» **Exercise instructions**
Which lines of the items contain the word "photograph"? Pull out each of those lines in full, matching case exactly.

» **Exercise materials**

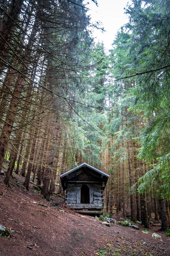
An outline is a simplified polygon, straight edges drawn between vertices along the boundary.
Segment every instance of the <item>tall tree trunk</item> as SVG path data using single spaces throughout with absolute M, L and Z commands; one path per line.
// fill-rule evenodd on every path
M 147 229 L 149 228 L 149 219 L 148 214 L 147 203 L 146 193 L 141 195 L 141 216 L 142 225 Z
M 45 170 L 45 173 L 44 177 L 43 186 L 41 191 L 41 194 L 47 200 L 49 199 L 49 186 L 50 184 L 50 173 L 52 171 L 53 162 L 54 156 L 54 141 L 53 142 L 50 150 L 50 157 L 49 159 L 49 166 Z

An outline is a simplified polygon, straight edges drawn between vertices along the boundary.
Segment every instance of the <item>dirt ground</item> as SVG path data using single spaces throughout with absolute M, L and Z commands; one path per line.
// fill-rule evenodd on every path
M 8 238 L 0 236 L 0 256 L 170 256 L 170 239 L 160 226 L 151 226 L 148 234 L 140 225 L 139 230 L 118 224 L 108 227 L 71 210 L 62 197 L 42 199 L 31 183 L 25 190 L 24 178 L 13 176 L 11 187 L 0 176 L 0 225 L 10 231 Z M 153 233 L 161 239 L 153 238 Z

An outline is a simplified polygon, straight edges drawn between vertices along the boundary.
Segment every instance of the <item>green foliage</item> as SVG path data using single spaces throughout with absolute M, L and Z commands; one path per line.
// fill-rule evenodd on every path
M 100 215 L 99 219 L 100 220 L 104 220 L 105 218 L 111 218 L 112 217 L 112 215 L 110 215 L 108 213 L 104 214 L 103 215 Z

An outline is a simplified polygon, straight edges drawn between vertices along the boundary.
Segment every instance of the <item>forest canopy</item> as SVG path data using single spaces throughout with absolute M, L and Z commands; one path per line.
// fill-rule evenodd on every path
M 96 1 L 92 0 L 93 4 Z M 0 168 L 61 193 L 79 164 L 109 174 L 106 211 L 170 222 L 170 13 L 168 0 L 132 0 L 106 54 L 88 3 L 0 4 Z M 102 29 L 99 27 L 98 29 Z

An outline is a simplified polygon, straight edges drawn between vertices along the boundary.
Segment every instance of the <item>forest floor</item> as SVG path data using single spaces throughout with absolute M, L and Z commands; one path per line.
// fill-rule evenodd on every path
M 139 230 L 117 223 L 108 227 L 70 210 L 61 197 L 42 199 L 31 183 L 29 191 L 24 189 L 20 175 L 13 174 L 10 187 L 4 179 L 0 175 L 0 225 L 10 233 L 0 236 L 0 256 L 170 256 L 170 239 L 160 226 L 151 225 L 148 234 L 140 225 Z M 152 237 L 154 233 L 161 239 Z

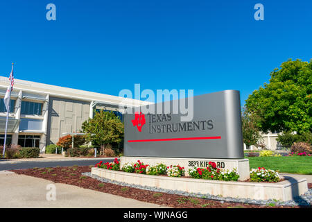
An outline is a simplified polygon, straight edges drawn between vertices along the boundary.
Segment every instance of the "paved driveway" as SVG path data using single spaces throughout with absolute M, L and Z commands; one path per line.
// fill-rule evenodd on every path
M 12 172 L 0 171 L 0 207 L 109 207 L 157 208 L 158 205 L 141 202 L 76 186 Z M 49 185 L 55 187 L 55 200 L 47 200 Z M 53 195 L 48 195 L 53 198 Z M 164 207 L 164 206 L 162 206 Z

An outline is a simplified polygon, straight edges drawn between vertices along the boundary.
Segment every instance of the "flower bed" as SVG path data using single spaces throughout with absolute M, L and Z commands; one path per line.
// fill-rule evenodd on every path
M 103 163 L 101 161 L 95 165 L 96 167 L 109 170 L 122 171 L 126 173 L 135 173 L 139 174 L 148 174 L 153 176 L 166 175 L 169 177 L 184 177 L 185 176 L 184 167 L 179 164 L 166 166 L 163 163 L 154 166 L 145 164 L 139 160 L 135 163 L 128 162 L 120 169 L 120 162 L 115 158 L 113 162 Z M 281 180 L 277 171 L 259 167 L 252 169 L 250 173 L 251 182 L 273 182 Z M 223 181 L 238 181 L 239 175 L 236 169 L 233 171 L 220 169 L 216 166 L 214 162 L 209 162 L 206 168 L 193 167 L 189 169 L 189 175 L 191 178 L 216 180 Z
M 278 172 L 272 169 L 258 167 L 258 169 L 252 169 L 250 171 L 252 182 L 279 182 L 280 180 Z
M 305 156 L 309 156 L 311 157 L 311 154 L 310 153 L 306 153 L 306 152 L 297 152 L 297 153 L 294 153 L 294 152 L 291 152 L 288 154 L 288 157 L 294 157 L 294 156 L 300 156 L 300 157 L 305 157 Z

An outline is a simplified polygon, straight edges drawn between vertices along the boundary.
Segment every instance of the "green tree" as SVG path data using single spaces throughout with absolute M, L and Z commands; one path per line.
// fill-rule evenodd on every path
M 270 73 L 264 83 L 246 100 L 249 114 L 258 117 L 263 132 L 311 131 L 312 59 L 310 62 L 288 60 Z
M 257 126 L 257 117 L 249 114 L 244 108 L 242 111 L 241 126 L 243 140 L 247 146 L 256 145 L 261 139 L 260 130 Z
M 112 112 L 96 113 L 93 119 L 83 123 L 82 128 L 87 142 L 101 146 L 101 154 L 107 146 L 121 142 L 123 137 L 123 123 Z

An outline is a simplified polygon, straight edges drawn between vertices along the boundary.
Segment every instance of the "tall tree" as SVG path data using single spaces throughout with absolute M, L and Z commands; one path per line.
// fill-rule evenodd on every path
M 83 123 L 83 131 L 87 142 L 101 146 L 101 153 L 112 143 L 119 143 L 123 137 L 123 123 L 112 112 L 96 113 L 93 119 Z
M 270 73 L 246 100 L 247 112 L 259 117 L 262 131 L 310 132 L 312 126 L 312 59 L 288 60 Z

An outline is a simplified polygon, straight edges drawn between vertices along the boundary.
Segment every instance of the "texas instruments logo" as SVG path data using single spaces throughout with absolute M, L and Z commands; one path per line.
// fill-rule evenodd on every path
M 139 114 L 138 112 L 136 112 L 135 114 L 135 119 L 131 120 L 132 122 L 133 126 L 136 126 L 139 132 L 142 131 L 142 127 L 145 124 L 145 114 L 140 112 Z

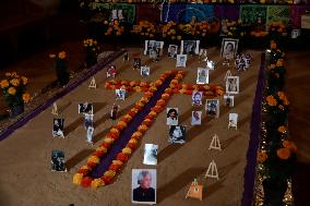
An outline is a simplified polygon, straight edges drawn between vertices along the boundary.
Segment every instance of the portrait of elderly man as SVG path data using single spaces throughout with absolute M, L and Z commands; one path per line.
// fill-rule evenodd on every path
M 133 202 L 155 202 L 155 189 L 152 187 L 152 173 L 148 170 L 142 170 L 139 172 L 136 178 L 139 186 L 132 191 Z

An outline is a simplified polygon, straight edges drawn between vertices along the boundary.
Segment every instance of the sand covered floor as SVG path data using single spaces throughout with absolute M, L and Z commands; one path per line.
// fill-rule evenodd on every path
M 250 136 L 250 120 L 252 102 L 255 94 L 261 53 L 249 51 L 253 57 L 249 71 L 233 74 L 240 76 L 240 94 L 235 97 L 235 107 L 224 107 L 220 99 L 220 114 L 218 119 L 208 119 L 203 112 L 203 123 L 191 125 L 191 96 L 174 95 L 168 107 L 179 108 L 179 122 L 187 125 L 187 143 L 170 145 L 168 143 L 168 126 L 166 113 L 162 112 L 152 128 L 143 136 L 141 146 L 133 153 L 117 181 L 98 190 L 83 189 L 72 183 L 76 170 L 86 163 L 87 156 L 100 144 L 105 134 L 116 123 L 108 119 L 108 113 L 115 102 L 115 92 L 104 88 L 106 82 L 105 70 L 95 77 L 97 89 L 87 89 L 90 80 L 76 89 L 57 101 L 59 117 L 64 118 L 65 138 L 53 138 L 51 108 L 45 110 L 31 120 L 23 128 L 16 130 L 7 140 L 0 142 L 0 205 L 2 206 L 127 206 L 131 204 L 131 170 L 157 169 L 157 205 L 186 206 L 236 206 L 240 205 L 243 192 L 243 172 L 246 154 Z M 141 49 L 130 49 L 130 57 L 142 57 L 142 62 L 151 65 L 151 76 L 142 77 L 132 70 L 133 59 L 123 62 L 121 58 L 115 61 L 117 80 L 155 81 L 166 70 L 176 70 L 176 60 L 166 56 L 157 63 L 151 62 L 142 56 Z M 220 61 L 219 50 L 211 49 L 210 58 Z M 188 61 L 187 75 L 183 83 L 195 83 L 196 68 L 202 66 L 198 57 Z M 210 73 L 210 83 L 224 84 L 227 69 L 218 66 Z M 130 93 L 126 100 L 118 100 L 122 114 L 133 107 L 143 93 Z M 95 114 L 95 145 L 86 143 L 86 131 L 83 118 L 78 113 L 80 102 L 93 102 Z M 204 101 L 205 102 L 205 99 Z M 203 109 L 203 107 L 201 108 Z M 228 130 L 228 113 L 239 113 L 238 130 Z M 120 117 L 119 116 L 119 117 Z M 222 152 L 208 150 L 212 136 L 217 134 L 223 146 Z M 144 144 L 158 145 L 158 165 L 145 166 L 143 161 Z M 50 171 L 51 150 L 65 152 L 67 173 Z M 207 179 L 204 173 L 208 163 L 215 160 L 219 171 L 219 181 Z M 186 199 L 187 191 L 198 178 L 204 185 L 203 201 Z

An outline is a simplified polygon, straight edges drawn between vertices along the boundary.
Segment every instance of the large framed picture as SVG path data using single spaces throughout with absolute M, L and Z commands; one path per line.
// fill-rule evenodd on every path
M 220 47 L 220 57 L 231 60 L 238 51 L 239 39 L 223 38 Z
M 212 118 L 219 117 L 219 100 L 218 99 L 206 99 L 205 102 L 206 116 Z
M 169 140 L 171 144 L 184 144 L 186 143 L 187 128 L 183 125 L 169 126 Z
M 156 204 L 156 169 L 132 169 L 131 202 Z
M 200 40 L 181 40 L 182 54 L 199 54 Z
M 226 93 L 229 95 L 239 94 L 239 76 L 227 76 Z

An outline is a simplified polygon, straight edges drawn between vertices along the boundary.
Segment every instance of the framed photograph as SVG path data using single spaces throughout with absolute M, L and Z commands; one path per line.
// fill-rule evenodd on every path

--

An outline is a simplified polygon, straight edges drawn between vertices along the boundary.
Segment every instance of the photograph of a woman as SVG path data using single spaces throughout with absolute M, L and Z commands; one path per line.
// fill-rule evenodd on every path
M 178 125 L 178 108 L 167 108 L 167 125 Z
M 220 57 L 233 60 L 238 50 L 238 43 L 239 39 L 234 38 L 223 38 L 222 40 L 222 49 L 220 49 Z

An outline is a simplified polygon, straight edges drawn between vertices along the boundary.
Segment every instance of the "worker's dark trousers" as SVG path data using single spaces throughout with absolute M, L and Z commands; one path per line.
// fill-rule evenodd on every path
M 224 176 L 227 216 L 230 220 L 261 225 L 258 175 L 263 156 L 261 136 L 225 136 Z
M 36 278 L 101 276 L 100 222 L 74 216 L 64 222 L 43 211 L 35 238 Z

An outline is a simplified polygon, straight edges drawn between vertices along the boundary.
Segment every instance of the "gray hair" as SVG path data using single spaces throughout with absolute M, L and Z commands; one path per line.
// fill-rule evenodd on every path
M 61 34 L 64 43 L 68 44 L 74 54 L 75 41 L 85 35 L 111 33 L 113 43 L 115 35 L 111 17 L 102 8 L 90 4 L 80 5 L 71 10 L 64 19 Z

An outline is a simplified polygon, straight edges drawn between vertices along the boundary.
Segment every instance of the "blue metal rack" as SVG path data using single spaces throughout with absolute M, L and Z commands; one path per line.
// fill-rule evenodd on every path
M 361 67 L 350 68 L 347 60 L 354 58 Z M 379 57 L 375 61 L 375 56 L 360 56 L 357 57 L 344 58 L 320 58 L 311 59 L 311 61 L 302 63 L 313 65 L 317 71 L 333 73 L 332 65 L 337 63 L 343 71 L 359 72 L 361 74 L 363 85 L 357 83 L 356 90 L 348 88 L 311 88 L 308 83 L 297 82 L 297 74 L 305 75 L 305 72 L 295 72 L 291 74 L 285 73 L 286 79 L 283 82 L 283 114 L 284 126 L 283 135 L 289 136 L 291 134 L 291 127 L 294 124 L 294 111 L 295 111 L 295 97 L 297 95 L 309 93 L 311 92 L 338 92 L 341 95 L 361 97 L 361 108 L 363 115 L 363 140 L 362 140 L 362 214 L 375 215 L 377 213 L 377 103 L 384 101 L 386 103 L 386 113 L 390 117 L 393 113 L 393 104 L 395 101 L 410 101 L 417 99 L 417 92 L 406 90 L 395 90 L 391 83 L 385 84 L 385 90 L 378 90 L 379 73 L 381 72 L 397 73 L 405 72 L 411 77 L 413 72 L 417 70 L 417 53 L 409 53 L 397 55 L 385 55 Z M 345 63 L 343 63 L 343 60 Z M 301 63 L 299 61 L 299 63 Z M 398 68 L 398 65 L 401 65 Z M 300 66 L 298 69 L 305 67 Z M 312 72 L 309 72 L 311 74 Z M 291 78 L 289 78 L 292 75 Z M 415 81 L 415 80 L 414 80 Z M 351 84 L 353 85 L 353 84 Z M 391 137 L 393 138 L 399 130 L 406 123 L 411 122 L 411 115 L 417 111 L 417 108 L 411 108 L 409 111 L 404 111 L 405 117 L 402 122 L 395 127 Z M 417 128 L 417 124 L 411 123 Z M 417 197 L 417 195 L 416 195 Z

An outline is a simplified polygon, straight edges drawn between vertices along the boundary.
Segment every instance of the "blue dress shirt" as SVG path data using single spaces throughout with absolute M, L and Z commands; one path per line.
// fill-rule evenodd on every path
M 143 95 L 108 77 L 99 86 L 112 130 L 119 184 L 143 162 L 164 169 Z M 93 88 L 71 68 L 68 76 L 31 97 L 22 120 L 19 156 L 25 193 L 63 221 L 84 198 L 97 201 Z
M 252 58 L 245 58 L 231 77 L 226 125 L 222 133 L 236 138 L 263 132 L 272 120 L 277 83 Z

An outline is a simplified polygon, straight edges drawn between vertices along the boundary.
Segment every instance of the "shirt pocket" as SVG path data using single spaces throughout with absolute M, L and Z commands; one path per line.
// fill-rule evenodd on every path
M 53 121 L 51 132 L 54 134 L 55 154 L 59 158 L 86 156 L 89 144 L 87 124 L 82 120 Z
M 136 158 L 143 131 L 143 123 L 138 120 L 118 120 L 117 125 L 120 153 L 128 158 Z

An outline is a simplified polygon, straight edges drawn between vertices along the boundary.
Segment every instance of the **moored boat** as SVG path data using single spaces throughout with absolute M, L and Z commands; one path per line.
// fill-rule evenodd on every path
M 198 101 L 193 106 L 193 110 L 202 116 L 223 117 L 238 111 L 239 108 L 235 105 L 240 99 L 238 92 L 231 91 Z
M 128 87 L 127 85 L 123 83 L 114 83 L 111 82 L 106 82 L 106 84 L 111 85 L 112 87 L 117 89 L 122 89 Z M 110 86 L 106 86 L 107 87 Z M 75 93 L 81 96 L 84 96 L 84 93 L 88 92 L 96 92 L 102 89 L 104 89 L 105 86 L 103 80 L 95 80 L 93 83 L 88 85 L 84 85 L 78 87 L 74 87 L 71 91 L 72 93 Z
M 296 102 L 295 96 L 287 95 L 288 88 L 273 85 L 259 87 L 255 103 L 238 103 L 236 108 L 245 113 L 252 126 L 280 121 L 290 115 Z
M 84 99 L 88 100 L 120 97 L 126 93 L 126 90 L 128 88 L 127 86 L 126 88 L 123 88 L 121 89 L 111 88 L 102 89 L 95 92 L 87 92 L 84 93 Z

» **Full answer**
Segment every instance of the framed photograph as SVG path data using single spaces throughout with absolute M, L and Z commands; one path per line.
Segment every instance of the photograph of a woman as SVG path data using single spaces throughout with absolute M, L and Z commands; one path per line.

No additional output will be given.